> [Activity list]
**A)** In the passage on thoughts and feelings, which brain structure is in charge of self deception?
**B)** Reproduce the part of the passage on thoughts and feelings between "All the things" and "Are Nada. Niente.", inclusive.
-- Supplied passage follows --
All the things you think are feelings are just that - thoughts. What you think are feelings: self-esteem, a sense of importance, feelings of confidence and strength. Are Nada. Niente.
Now just think of what a feeling is. You do not have to cogitate about it. It just FEELS. Importance, esteem are cerebral. They have a different origin in the brain from real feelings which emanate from deeper down. But when you think you feel it often feels like feeling, so the confusion is not surprising. But we are discussing different brain regions with different functions; and the neo-cortex is in charge of self deception. It is its ancient function—often, to keep from feeling the depth and horror of our pain. One of its functions is as a structure of defense.
-- Supplied passage concluded --
-- Data shown follows --
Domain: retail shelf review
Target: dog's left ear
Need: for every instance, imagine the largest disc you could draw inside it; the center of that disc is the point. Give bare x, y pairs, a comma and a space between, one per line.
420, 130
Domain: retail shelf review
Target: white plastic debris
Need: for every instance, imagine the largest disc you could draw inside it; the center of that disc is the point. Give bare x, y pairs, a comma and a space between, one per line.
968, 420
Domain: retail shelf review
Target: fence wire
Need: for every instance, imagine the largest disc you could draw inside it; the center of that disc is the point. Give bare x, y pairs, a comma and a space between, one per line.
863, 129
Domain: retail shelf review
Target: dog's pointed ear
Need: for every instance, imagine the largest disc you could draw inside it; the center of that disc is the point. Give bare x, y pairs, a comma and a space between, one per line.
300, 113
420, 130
-- Data shown concluded --
> [Task-by-task outputs]
**A)** The neo-cortex.

**B)**
All the things you think are feelings are just that - thoughts. What you think are feelings: self-esteem, a sense of importance, feelings of confidence and strength. Are Nada. Niente.